### [EXERCISE]
Rewrite the items in the stretch from the line containing "Keypoint placement: for each instance of the forehead, imagine" through the line containing "[(364, 90), (46, 132)]", replacing "disc" with "circle" and keeping everything else the same. Give only those lines.

### [Recorded data]
==============================

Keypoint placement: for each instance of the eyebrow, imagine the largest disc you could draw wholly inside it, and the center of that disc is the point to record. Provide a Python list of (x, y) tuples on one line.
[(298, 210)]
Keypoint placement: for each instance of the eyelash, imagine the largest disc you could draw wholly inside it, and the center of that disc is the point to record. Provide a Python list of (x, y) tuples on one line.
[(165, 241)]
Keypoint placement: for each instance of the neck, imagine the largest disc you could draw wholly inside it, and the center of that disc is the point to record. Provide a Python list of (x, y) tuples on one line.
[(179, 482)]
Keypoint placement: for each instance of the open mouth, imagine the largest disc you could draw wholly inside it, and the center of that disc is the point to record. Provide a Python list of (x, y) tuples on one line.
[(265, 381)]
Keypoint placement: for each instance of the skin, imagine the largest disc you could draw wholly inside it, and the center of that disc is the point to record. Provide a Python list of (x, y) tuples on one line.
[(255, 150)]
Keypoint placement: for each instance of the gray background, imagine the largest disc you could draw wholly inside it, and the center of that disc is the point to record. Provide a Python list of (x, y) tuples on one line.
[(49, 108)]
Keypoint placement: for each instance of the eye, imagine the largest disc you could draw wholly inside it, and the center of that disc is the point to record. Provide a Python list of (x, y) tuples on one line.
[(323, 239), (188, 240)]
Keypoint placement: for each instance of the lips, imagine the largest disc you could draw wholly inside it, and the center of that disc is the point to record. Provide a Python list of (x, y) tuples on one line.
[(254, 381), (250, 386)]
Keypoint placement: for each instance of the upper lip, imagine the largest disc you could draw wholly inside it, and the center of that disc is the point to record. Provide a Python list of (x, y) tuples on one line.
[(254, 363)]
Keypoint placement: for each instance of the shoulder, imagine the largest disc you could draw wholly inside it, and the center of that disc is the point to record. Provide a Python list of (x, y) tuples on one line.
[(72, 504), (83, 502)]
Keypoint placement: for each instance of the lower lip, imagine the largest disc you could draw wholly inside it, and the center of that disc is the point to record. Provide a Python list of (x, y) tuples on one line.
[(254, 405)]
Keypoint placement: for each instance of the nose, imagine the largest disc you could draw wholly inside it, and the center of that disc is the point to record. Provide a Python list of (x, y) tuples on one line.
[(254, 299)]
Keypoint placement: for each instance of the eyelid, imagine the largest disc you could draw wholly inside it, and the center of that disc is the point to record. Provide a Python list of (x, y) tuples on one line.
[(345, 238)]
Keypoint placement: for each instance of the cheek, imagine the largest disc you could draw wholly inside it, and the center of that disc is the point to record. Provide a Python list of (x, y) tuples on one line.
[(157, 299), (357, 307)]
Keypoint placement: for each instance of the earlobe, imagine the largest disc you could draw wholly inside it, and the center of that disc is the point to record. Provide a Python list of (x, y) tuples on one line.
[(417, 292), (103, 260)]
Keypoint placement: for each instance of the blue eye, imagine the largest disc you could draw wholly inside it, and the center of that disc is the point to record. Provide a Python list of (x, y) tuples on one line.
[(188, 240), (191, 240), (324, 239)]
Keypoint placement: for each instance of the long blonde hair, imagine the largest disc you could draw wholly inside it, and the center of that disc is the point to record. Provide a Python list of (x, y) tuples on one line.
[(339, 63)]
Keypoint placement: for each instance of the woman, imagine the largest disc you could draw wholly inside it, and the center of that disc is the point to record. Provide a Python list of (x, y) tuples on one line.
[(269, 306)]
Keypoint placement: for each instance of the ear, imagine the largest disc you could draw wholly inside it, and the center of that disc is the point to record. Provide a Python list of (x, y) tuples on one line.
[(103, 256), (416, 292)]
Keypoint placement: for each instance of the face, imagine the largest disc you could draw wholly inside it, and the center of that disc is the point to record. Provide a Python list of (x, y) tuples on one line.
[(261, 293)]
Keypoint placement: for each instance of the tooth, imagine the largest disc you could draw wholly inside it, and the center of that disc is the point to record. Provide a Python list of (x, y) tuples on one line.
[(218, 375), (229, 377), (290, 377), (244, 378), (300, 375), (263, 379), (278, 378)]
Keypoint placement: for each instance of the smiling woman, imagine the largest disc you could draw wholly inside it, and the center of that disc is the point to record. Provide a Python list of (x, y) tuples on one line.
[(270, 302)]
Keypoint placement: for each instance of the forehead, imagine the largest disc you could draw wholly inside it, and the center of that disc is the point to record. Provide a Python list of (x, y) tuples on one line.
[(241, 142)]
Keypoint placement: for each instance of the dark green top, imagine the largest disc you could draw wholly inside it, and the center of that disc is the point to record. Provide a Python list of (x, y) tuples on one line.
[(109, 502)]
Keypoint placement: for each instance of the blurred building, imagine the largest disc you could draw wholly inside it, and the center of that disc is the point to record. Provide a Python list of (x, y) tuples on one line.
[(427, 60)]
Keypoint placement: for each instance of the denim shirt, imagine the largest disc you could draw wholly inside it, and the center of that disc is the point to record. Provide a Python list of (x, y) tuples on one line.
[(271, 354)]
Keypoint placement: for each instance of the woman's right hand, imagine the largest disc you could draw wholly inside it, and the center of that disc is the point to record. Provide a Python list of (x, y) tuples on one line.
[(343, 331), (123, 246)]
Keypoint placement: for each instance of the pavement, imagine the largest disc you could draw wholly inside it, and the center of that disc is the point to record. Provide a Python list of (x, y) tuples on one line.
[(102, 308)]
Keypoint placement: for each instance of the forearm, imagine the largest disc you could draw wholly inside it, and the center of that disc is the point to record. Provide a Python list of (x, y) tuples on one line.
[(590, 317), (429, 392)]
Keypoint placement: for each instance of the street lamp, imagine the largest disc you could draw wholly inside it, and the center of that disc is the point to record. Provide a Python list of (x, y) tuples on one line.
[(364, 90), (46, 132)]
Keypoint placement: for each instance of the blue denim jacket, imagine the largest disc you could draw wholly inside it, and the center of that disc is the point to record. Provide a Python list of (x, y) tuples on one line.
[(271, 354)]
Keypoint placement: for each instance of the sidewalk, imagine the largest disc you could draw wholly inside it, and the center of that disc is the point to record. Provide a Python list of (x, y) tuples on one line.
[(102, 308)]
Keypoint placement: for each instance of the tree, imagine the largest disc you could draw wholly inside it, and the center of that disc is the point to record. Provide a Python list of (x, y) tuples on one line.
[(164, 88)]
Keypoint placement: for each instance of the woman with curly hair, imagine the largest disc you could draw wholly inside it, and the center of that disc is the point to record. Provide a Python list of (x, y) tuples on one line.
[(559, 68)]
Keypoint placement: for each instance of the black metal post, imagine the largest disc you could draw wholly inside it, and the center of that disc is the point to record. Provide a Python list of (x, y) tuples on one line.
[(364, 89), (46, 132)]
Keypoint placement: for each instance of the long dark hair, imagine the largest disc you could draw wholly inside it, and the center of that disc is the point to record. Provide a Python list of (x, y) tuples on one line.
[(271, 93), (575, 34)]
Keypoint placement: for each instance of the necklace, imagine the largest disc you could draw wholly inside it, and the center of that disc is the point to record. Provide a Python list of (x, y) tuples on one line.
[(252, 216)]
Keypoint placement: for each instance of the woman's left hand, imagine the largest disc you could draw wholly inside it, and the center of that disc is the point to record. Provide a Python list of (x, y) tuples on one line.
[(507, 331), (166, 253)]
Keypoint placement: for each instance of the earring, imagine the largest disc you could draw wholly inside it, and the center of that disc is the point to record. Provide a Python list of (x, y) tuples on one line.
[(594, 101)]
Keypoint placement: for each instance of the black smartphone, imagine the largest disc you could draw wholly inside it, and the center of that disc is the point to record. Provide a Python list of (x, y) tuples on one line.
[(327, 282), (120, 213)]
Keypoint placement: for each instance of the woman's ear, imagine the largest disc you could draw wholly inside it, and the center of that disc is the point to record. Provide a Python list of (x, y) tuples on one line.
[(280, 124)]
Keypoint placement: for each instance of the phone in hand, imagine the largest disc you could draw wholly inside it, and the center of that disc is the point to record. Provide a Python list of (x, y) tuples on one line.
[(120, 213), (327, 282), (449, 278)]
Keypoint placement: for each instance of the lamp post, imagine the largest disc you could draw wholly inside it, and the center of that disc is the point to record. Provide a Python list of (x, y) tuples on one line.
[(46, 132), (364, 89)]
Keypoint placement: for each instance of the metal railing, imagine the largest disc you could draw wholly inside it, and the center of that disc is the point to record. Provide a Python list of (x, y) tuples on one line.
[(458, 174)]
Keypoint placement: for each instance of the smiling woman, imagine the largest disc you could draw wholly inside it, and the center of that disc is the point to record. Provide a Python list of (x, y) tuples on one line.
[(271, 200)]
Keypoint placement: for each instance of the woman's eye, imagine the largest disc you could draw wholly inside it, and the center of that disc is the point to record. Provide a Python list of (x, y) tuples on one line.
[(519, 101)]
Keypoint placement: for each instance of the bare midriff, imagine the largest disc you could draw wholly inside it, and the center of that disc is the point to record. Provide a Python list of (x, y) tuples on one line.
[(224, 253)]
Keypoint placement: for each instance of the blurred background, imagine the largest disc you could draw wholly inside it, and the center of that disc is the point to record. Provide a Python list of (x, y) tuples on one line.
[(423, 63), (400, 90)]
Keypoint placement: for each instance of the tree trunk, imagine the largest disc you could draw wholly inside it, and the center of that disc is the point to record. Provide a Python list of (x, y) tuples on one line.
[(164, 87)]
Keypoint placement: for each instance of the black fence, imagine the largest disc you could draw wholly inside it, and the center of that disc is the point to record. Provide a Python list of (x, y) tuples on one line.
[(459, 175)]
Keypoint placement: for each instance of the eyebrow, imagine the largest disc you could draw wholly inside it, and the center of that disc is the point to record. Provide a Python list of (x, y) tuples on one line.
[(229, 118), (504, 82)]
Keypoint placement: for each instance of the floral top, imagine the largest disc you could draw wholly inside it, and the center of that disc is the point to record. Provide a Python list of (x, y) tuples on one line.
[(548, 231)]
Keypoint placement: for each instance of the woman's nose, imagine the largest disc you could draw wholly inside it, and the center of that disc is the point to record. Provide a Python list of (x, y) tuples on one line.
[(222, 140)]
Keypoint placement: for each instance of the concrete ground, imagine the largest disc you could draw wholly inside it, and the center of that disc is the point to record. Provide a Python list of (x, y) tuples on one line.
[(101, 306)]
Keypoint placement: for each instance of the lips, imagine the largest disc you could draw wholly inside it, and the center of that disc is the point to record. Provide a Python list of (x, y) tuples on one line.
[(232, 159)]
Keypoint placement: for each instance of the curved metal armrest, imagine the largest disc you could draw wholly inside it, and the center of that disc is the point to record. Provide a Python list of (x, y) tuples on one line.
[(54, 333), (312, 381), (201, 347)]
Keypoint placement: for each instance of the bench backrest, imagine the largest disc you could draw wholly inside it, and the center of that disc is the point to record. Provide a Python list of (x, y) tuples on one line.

==============================

### [TASK RESPONSE]
Keypoint placement: for each instance of the forehead, imagine the largest circle you could draw wholly inside it, and the center of that circle is the point to record. Provide a Python list of (x, y) tuples on one line.
[(241, 142)]
Keypoint placement: for each instance of the dark green top, imagine the largest circle you could draw wholly inside it, and the center of that circle is the point to record. Provide a Python list of (x, y) tuples on one line.
[(109, 502)]
Keypoint placement: for each instance of the blurred building, imagine the largest circle you could draw wholly inside it, and the center of that circle is the point to record. Provide a Python list of (x, y) tuples on one line.
[(427, 60)]
Keypoint placement: for each instance of the denim shirt, imagine the largest circle you could draw wholly inside it, and the center of that circle is the point to record. Provide a Python list of (x, y) tuples on one line.
[(271, 354)]
Keypoint placement: for each instance of the woman's right hand, imagine the largest circle you could draw wholly inside it, and the center of that circle is the point to record. Provide a Python list of (x, y) tuples on one line.
[(343, 331), (123, 246)]
Keypoint placement: for each instance of the pavement, imagine the largest circle you could draw wholly inside it, and the center of that circle is the point to record. Provide a Python list of (x, y) tuples on one line.
[(102, 308)]
Keypoint placement: for each instance of the forearm, imagine the largest circle you could draw wholly inside it, and the center of that circle is the point to record. Provide a Python list of (x, y) tuples on one line.
[(590, 317), (429, 392)]
Keypoint placement: for each instance of the street lamp, imagine the largest circle you could draw wholly inside it, and the center of that circle is the point to record. Provide a Python list of (x, y) tuples on one line.
[(364, 90), (46, 132)]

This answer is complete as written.